[Quoted text]:
** Begin **
The Teachings of Jesus

By Harris Franklin Rall

Chapter 23


Paul summed up the message of the early church in the words, "Jesus Christ, and him crucified." Through all the ages the Christian Church has made this its message; not simply Jesus' teaching or his life, but first of all Jesus himself. The question of the person of Christ has been of deepest interest. This is not the place to study the church's doctrine of Christ. We have, however, an even more important question: What did Jesus think of himself?

What Jesus Says Of Himself

The Silence of His Earlier Ministry.—It is generally agreed that the first three Gospels give the most faithful account of Jesus' teaching, and the study of these Gospels has shown us that Jesus' great concern was to point men to God. He says little of himself, especially in the earlier days; it is of the Father that he speaks, and of the coming rule of God. It is the life with God that he sets forth, that abundant life which comes only when God rules in men.

Yet even in these earlier days we find expressions concerning himself that would be most astonishing from any other man. There is the note of authority with which he declares, "But I say unto you," an authority which he sets even against the sacred" writings of his people (Matthew 5. 22, 28, 34, 39). Quietly he asserts that he is greater than the temple, the nation's greatest glory next to the law, that he is greater than Jonah or Solomon (Matthew 12. 6, 41, 42). He declares that John the Baptist was the greatest of the prophets, but with himself there has come a new age so much more wonderful that the least in the kingdom of God is greater than John. He summons his followers to rejoice because they live in such an age: "Blessed are the eyes which see the things that ye see: for I say unto you, that many prophets and kings desired to see the things which ye see, and saw them not; and to hear the things which ye hear, and heard them not" (Luke 10. 23, 24).

Sonship Before Messiahship.—What was the underlying fact in Jesus' thought of himself? Was it that he was the Messiah? That, of course, was the thought that dominated the early church: Jesus is the Messiah, the long expected Deliverer. And so it happened very soon that the Greek word for "Messiah," the "Anointed One," came to be used as a proper name, and men called him Christ. Very commonly too, as men have studied the person of Jesus, they have begun with the thought of Messiah and then moved on and up to the thought that he was Son of God. And yet, reading the Gospel pages carefully, we must conclude that the first and deepest fact in Jesus' thought of himself was not Messiahship, but Sonship. He claims Messiahship, but the Sonship comes first (Matthew 16. 13-17).

The Experience of Sonship in Jesus' Life.—This spirit of Sonship is evident in all the life of Jesus. The boy's first temple visit (Luke 2. 41-52) shows the devotion to his Father and the sense of his Father's presence which marked all his life. On the other hand, he knew his Father's love and purpose for him. That fact stands out in his great experience of baptism, when the voice comes to him saying, "Thou art my beloved Son; in thee I am well pleased." All through his life flows this great current: on the one hand his utter devotion to God and perfect fellowship with him, on the other the knowledge that his life and his work are all of God and in God's hand. That assurance stands the test of the last terrible days. It cries out "Abba, Father" in the struggle of the garden, and breathes forth upon the cross its last words, "Father, into thy hands I commend my spirit."
** End **
[Records supplied]:
** Begin **
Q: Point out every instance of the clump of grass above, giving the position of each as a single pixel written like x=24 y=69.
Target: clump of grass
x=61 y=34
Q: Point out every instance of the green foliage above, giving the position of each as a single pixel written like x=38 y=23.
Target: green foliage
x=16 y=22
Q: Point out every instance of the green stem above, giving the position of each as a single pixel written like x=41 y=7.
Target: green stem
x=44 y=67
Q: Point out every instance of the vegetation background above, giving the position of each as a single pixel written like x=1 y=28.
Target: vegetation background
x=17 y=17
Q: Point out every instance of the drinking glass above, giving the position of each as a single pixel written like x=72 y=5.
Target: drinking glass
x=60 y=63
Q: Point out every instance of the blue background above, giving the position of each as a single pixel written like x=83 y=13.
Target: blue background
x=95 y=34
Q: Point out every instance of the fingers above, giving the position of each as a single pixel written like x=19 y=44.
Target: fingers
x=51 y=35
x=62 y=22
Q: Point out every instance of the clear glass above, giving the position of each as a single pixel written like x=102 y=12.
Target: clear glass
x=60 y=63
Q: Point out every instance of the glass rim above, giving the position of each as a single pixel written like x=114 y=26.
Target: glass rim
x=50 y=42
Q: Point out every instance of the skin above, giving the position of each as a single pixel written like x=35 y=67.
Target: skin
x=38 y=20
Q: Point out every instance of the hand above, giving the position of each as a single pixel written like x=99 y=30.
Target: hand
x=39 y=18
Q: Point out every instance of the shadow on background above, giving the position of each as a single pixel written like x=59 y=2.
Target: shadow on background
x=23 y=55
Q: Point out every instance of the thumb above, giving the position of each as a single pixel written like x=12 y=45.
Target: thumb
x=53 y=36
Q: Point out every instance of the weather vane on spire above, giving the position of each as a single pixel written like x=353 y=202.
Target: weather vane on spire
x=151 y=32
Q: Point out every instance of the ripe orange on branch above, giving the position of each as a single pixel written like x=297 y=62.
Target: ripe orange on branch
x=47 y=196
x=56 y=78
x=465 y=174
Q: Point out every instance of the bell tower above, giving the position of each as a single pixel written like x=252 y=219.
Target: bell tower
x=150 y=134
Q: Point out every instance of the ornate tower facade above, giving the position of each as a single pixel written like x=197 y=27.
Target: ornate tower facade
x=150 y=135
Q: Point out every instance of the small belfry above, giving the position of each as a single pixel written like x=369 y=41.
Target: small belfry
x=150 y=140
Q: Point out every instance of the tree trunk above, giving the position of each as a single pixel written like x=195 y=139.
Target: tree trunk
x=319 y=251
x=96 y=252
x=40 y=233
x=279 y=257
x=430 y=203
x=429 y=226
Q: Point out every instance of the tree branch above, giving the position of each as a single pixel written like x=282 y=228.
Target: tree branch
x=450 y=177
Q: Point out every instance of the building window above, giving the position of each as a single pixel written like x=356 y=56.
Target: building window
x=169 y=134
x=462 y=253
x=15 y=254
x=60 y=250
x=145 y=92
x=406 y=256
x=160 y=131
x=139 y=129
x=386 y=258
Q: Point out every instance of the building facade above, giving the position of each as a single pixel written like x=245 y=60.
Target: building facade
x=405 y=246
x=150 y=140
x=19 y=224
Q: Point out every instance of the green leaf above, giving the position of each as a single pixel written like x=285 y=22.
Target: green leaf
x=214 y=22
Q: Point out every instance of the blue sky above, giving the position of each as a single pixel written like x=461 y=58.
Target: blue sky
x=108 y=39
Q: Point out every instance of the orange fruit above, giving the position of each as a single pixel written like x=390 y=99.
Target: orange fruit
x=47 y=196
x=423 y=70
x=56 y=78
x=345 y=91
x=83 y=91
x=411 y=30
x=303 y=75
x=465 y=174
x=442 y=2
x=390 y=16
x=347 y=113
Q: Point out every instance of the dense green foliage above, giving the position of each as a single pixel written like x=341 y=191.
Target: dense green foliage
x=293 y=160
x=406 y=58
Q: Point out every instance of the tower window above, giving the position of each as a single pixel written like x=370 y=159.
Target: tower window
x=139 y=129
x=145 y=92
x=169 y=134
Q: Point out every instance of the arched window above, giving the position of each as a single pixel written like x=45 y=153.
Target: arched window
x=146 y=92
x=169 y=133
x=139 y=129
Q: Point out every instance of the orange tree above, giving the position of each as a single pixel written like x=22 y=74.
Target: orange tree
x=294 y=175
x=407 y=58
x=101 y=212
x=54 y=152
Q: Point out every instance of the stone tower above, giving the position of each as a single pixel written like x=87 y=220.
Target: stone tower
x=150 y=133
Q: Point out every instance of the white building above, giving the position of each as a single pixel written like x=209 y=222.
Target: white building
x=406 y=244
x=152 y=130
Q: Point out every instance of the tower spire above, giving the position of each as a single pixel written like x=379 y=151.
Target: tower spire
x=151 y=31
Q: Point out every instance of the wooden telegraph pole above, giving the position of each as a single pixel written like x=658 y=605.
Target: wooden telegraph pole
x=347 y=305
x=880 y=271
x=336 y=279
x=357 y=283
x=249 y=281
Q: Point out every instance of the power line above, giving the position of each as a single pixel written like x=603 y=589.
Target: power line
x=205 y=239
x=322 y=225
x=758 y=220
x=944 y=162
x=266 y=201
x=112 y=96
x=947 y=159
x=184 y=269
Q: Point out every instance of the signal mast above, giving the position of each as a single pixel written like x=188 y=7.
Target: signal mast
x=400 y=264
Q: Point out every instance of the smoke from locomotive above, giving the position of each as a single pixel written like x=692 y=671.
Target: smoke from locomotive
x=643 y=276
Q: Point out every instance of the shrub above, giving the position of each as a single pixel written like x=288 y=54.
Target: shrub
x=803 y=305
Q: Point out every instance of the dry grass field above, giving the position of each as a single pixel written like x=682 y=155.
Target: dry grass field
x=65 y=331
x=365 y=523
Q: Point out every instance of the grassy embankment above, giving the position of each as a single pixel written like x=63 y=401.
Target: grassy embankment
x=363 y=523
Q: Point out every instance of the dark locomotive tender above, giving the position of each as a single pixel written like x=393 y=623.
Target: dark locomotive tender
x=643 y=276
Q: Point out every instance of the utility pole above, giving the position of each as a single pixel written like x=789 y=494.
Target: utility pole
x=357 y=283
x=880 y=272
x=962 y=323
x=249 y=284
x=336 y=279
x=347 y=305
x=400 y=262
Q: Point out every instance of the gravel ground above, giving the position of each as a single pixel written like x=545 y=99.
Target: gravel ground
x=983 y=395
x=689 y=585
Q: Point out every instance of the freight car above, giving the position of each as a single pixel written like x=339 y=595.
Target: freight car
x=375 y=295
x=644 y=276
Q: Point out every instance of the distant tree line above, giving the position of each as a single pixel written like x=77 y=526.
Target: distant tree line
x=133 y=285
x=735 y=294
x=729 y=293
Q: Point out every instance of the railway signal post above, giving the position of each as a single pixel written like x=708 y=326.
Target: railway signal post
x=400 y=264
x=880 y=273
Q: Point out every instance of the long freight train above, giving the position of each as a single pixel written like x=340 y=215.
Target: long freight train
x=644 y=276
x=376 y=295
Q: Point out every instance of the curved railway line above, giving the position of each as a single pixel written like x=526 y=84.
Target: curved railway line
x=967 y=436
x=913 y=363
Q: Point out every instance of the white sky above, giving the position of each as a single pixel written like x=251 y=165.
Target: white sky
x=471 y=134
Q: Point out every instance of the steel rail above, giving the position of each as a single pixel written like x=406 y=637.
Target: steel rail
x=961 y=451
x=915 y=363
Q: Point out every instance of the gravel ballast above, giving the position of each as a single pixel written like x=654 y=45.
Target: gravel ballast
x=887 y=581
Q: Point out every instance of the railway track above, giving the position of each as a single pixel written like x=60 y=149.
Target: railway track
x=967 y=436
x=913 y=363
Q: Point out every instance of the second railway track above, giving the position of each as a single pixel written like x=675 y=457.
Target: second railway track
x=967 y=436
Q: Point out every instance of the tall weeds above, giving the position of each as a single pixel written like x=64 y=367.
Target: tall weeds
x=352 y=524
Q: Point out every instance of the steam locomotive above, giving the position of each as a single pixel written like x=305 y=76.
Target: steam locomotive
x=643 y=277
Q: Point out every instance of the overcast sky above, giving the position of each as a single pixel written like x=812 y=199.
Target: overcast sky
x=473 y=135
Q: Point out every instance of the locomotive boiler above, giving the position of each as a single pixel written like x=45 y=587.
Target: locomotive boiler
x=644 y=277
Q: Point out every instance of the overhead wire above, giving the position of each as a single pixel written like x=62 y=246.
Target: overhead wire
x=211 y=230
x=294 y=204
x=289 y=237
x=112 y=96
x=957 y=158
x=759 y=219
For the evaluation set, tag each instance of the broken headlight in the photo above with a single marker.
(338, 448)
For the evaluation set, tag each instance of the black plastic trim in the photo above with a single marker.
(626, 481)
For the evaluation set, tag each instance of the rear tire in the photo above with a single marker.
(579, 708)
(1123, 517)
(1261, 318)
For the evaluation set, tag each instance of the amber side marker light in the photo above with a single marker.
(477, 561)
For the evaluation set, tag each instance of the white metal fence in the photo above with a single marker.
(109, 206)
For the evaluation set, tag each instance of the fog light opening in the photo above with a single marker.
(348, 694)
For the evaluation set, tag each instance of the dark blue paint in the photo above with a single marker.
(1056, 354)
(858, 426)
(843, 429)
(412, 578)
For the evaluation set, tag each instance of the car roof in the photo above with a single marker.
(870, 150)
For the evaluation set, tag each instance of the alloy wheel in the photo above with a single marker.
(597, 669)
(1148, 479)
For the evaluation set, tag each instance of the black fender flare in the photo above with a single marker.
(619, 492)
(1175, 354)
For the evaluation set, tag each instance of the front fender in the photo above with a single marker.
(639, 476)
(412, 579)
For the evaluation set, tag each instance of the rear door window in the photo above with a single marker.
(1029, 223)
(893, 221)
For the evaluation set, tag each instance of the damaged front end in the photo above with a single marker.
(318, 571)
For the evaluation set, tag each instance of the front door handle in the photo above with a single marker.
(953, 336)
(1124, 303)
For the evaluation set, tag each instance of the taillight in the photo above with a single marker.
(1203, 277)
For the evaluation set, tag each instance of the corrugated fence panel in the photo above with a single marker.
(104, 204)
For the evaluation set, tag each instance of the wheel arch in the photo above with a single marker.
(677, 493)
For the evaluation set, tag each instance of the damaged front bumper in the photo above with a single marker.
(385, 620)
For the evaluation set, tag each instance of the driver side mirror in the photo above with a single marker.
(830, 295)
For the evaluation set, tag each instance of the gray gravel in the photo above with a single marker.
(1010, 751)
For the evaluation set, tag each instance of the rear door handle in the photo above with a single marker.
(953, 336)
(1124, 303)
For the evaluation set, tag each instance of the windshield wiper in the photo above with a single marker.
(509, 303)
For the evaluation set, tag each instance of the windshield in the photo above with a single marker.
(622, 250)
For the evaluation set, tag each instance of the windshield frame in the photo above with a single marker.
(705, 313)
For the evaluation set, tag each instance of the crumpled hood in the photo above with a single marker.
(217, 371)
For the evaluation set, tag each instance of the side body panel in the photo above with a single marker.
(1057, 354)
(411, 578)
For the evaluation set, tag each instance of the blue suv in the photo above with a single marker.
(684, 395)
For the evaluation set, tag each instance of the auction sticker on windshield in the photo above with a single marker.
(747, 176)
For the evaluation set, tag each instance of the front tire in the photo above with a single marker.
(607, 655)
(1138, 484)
** End **
[Work to complete]:
A - Answer these questions from the chapter on the teachings of Jesus:
(i) Whose words summed up the message of the early church?
(ii) Which Gospels are generally agreed to give the most faithful account of Jesus' teaching?
(iii) What does the voice say to Jesus at his baptism?
B - Rewrite the passage of the chapter on the teachings of Jesus starting at "Paul summed up" and ending at "think of himself?", substituting "proclamation" for "message".
C - Pick up the chapter on the teachings of Jesus after its final sentence and carry it forward.
The rows have no connection to the chapter on the teachings of Jesus.

[In response]:
A -
(i) Paul's
(ii) The first three Gospels
(iii) "Thou art my beloved Son; in thee I am well pleased."

B -
Paul summed up the proclamation of the early church in the words, "Jesus Christ, and him crucified." Through all the ages the Christian Church has made this its proclamation; not simply Jesus' teaching or his life, but first of all Jesus himself. The question of the person of Christ has been of deepest interest. This is not the place to study the church's doctrine of Christ. We have, however, an even more important question: What did Jesus think of himself?

C -
A Unique Sonship

Jesus Is the Son.—But the Sonship of Jesus means something more. We think of him not simply as a son of God, but as the Son of God. Does this rightly represent Jesus' own thought? Certain facts are significant here. Jesus seeks to lead men into the same life of sonship that he lives, and yet it is always apparent that he is the source and they take from him. He teaches them to pray, but it is nowhere said that he prays with them. He bids them repent, but himself shows no need of repentance. And so we are not surprised when he speaks of himself as "the Son"; he knows that his Sonship is unique.

The Great Invitation.—One passage speaks to us here with special power and beauty. It was spoken at a time of disappointment, when to human eyes his work seemed a failure. These great words show how little Jesus was .dependent upon outward approval, how wholly the sources of strength and insight were within. Coming from Jesus' deepest soul, they form a lyric which may well be printed in verse form (Matthew 11. 25-30).

"I thank thee, 0 Father, Lord of heaven and earth,

That thou didst hide these things from the wise and understanding,

And didst reveal them unto babes:

Yea, Father, for so it was well-pleasing in thy sight.


"All things have been delivered unto me of my Father:

And no one knoweth the Son, save the Father;

Neither doth any know the Father, save the Son,

And he to whomsoever the Son willeth to reveal him.


"Come unto me, all ye that labor and are heavy laden,

And I will give you rest.

Take my yoke upon you, and learn of me;

For I am meek and lowly in heart:

And ye shall find rest unto your souls.

For my yoke is easy, and my burden is light."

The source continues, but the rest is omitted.